**Task to carry out:** Transcribe from the listing below, word for word, the lines starting at the line that contains "The service MUST place a point on the grass lawn, one" and ending at the line that contains "x=1295, y=481", with both of those lines included.

**Information supplied:**
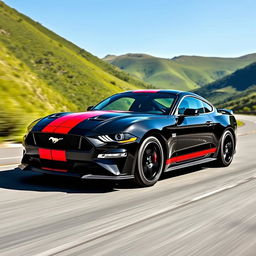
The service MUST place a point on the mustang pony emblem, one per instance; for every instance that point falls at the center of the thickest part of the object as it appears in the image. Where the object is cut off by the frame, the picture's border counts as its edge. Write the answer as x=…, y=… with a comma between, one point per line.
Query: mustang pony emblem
x=55, y=140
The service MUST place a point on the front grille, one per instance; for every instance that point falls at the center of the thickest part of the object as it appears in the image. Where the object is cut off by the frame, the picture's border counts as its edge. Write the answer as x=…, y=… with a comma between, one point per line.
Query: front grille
x=65, y=142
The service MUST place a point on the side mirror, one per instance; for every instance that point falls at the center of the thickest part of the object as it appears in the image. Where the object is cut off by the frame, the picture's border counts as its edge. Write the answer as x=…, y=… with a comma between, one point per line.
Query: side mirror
x=90, y=108
x=191, y=112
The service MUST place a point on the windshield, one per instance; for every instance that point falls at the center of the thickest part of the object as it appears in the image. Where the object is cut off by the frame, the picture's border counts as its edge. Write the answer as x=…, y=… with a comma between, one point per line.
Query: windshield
x=153, y=103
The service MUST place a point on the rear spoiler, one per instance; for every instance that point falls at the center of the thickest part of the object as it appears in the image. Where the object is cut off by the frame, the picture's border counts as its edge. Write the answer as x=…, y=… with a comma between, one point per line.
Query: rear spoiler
x=225, y=111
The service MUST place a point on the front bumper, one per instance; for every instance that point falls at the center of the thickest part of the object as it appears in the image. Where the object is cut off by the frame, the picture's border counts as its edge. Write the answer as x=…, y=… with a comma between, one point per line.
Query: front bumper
x=81, y=164
x=24, y=167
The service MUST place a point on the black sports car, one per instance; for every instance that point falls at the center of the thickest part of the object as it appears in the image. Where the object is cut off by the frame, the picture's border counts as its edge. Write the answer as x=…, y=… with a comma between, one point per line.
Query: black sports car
x=132, y=135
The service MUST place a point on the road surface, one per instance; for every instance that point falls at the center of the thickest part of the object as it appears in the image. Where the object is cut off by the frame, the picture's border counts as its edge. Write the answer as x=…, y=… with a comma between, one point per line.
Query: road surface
x=200, y=211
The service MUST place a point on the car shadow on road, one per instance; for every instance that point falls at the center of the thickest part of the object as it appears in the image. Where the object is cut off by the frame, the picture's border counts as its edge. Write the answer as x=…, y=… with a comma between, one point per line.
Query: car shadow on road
x=16, y=179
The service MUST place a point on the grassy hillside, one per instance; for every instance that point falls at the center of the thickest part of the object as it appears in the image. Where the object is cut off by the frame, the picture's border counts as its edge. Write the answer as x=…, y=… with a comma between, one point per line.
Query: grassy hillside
x=183, y=72
x=236, y=91
x=41, y=72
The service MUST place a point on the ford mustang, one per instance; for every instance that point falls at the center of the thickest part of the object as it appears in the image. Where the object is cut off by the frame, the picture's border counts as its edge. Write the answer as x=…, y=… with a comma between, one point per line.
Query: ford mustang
x=132, y=135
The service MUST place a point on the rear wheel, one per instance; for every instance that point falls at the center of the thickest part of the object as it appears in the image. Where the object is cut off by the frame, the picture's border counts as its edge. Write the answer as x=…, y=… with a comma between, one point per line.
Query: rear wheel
x=150, y=162
x=226, y=150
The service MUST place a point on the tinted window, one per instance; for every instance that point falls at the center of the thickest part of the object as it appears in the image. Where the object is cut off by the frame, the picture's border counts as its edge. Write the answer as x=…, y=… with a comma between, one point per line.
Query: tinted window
x=207, y=107
x=155, y=103
x=192, y=103
x=123, y=104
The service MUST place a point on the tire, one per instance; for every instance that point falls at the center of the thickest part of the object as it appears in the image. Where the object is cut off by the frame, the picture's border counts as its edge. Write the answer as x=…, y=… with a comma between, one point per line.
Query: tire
x=226, y=150
x=150, y=162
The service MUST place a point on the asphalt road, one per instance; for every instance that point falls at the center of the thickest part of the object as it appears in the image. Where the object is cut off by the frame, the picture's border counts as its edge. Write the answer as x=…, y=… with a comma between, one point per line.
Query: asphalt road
x=200, y=211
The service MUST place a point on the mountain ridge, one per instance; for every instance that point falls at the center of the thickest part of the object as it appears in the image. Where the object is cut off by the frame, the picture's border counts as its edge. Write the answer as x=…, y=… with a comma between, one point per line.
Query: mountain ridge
x=183, y=72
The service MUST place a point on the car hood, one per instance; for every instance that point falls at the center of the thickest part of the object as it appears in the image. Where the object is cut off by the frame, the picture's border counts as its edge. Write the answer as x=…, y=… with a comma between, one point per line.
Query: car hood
x=91, y=122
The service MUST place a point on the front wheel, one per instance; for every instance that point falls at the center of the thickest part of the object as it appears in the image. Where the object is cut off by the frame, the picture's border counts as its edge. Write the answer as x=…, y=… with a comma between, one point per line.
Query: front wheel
x=226, y=150
x=150, y=162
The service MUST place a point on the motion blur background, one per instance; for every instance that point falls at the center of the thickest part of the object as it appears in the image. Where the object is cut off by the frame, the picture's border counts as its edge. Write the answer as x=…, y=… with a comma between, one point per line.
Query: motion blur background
x=41, y=72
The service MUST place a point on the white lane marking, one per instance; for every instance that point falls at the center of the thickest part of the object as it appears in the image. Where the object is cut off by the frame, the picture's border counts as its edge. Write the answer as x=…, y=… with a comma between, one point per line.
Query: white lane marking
x=97, y=235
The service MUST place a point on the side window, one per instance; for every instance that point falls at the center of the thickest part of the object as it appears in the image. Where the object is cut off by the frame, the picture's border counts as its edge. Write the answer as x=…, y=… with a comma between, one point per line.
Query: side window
x=122, y=104
x=190, y=102
x=207, y=107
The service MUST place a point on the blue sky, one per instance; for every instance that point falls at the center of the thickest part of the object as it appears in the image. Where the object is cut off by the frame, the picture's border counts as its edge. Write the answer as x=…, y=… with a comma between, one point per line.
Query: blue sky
x=163, y=28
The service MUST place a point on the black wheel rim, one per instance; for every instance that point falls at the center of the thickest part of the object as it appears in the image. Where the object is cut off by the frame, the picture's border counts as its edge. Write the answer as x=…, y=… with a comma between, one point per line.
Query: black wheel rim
x=228, y=149
x=151, y=161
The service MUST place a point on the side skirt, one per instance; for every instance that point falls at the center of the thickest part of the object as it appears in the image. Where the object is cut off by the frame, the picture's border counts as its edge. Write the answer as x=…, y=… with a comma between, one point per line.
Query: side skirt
x=198, y=162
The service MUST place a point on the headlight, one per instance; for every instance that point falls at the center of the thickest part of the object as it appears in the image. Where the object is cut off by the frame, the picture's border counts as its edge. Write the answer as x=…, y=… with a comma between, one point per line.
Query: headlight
x=119, y=138
x=29, y=128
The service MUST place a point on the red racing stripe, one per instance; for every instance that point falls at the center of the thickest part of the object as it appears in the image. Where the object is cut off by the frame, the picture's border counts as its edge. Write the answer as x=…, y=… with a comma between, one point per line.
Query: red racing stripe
x=53, y=169
x=59, y=155
x=45, y=153
x=65, y=123
x=190, y=156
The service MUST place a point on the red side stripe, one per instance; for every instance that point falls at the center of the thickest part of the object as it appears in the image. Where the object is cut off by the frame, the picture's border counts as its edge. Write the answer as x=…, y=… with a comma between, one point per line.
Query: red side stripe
x=65, y=123
x=53, y=169
x=190, y=156
x=50, y=154
x=144, y=91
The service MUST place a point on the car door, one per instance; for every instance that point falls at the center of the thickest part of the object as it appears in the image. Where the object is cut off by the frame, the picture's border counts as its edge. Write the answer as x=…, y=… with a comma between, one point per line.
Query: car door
x=194, y=132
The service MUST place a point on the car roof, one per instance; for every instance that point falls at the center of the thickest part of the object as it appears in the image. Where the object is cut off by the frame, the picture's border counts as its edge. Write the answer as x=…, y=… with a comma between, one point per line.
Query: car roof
x=176, y=92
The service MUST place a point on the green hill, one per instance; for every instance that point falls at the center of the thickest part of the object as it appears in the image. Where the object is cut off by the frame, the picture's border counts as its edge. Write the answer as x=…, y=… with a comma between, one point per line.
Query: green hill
x=41, y=73
x=236, y=91
x=183, y=72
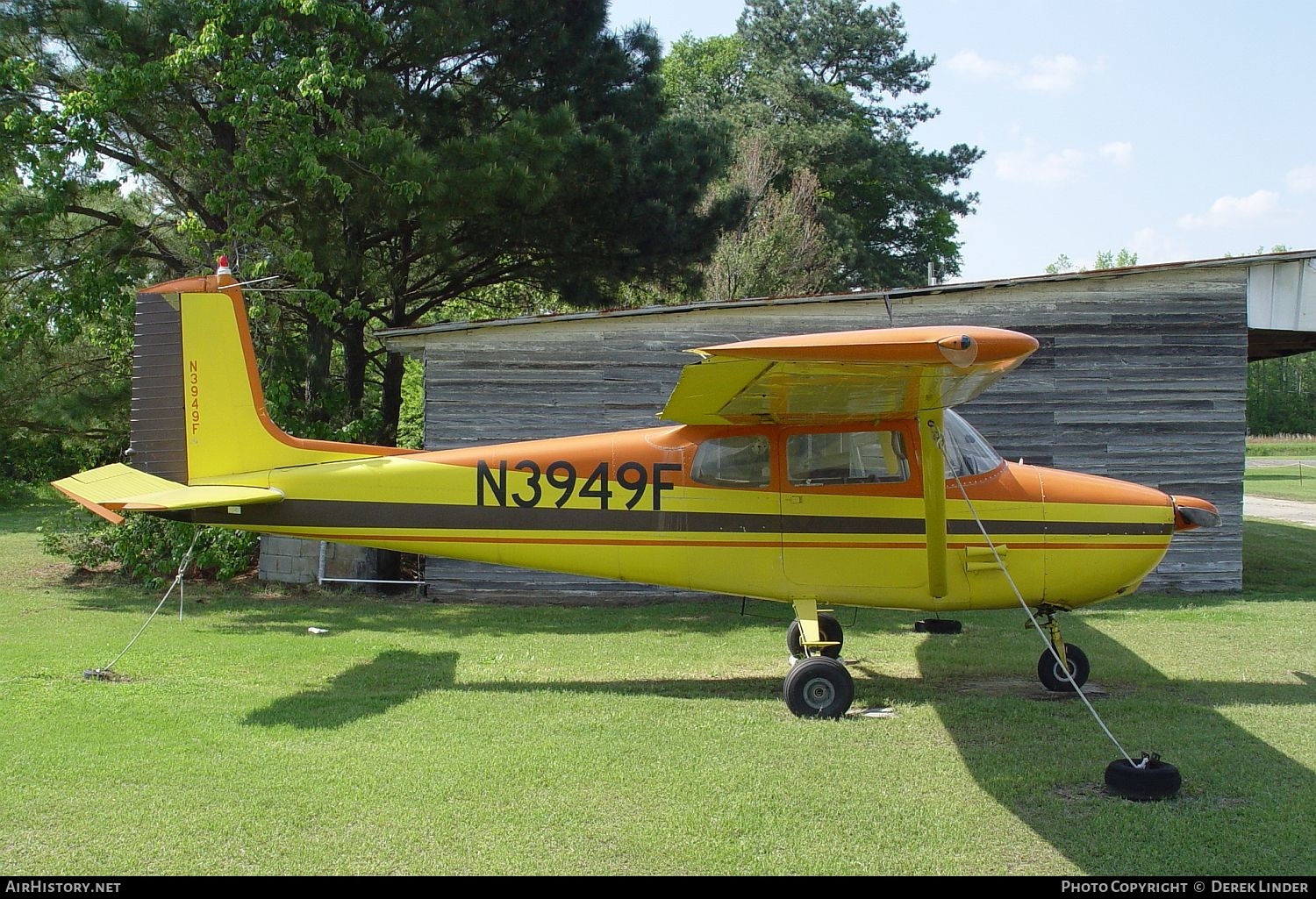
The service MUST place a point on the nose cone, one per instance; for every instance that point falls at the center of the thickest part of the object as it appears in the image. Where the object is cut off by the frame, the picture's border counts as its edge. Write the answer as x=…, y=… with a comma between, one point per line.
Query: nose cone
x=1103, y=536
x=1191, y=512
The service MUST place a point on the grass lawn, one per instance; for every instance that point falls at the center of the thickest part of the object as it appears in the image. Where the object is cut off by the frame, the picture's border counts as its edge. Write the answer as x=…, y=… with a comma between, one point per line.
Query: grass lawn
x=1290, y=447
x=461, y=738
x=1295, y=481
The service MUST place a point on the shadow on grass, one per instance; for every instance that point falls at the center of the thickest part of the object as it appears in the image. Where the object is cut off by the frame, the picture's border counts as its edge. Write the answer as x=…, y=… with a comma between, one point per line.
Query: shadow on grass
x=1237, y=790
x=363, y=690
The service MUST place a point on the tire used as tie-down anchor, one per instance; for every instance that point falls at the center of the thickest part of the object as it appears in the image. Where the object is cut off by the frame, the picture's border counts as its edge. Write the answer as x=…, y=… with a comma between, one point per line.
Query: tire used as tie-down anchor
x=1155, y=780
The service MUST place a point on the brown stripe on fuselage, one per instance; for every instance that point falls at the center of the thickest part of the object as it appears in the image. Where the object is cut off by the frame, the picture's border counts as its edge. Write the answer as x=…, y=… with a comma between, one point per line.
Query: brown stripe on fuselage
x=392, y=517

**Correct output:**
The service MUST place a point on the grass lawn, one per instance; for every instance that point falls at the center of the thickest part of the object as it appears in the image. Where the object is cut off by the frame, the picture's border counts as its edge. Write the answer as x=…, y=… with a comma between, one point per line.
Query: grass lawn
x=1290, y=447
x=461, y=738
x=1295, y=481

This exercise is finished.